TASK INPUTS

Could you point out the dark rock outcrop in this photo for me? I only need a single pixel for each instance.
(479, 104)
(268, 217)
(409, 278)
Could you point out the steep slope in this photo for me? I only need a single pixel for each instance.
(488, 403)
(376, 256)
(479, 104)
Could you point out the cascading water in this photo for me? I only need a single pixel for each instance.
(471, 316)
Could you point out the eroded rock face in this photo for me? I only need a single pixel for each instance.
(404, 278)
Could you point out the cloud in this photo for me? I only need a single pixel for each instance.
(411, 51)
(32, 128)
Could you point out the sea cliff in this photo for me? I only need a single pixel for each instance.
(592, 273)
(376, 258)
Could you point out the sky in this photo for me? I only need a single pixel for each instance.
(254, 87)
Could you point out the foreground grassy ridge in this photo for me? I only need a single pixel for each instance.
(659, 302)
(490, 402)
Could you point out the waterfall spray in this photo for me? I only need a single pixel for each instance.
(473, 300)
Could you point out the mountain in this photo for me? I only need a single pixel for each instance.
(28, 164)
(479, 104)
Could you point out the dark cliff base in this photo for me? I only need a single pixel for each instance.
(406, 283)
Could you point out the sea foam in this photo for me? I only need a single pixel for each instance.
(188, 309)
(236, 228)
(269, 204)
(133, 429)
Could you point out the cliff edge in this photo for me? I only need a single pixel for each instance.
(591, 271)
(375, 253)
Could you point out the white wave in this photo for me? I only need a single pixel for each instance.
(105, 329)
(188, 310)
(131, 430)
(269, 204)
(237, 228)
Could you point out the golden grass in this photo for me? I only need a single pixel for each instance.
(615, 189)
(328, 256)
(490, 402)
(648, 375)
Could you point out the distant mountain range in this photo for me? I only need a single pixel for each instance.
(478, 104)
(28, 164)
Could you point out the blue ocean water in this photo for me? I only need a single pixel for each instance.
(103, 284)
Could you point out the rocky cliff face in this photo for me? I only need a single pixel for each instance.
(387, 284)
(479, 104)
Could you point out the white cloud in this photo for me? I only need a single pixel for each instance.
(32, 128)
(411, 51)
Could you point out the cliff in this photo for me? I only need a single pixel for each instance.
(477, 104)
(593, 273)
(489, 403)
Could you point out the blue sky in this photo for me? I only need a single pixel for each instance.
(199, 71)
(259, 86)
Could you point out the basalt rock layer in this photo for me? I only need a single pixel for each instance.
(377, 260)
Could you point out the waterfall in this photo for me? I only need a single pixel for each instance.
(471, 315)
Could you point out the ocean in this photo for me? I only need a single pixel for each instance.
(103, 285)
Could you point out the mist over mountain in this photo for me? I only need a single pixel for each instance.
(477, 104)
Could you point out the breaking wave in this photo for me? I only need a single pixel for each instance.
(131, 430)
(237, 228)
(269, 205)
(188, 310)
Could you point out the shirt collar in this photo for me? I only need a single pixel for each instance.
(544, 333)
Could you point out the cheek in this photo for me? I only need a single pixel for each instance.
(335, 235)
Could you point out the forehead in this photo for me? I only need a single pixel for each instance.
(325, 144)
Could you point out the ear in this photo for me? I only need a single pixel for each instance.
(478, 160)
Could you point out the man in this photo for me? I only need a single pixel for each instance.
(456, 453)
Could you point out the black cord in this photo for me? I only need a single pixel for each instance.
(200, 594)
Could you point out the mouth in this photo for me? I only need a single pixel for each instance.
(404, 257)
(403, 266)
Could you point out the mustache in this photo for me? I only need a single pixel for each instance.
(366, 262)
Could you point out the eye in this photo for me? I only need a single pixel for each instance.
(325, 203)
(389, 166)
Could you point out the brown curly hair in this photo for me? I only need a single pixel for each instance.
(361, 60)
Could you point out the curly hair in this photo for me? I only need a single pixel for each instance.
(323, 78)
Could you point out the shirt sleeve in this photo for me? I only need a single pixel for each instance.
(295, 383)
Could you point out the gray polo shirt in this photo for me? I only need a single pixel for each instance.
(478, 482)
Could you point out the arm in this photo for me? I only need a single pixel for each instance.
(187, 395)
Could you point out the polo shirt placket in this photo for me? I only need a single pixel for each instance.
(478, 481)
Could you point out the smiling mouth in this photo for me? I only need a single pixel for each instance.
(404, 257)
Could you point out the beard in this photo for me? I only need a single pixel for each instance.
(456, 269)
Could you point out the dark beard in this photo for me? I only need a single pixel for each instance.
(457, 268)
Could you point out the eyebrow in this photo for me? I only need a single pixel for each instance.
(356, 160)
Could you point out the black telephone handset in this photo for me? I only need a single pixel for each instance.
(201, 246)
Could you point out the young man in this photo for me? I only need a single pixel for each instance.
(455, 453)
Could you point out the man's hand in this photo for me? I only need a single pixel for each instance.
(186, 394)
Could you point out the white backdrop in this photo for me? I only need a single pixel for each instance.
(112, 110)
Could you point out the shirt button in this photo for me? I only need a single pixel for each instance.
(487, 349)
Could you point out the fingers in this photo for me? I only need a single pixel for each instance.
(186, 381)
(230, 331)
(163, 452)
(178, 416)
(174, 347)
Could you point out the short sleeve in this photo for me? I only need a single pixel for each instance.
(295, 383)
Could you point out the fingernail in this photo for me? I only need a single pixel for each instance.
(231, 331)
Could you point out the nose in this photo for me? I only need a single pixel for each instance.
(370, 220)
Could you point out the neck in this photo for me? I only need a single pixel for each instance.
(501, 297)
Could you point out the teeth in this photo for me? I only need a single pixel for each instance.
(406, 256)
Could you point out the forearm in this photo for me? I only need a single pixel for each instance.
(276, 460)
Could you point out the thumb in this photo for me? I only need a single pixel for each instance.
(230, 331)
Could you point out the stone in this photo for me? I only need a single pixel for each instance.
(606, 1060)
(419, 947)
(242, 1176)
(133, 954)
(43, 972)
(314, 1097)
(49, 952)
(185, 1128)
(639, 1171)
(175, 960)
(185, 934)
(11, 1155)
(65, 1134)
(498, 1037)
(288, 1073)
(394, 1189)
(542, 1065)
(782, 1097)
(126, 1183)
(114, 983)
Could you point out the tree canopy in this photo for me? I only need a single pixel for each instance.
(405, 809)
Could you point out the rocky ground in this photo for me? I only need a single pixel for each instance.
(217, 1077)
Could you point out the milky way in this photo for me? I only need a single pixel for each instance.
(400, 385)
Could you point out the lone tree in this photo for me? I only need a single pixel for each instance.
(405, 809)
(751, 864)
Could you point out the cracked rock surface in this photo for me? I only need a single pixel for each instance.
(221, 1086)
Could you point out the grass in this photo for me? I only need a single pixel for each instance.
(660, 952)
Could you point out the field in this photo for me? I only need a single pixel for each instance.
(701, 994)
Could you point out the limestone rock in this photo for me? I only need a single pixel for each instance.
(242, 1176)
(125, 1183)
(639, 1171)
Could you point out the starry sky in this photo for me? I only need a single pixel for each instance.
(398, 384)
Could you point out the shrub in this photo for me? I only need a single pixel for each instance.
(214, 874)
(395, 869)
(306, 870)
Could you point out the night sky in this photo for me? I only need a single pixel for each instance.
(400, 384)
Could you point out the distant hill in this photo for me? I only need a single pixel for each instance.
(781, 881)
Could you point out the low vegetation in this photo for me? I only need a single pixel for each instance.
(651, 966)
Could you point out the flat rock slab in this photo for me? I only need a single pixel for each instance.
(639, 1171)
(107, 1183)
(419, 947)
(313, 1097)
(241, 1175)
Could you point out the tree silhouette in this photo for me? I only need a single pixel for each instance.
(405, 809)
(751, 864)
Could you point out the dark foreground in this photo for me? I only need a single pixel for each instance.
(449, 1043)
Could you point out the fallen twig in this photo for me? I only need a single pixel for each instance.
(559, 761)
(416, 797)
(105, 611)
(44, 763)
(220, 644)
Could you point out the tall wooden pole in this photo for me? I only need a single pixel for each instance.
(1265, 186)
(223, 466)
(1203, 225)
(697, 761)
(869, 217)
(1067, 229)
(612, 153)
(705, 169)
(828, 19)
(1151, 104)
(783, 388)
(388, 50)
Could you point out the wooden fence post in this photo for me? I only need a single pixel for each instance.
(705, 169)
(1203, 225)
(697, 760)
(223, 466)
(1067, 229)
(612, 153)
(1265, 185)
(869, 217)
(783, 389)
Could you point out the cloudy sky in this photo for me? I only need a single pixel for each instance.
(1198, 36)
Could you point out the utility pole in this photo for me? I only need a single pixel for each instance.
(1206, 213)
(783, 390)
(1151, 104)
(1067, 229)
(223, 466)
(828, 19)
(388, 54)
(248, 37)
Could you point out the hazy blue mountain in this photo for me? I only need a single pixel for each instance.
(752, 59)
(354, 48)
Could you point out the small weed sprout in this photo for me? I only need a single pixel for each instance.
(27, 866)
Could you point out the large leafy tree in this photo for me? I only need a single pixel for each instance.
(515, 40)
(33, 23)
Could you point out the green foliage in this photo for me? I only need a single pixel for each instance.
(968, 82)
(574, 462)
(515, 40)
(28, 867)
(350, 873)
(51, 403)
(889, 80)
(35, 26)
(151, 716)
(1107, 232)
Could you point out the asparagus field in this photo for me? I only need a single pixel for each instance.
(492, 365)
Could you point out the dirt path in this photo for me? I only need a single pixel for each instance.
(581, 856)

WORK TO COMPLETE
From the line that contains "Could you point out the small" through the final line of the material, copy every line exactly, including both ends.

EXERCISE SOLUTION
Could you point out the small weed sprout in this photo for me? I only need a single pixel for each instance.
(27, 866)
Could you point out the large leafy tree in this photo for me? I only need a single pixel for each instance.
(515, 40)
(33, 23)
Could you point out the green foliage in this photo for me? I only need a single pixel for each instance.
(968, 82)
(574, 462)
(515, 40)
(28, 867)
(350, 873)
(51, 403)
(889, 80)
(35, 26)
(151, 716)
(1107, 232)
Could you point out the asparagus field in this photo for me? I only need a single pixel for each instance.
(492, 365)
Could you point out the dirt path in this photo for me? I only need a single pixel for each instance.
(581, 856)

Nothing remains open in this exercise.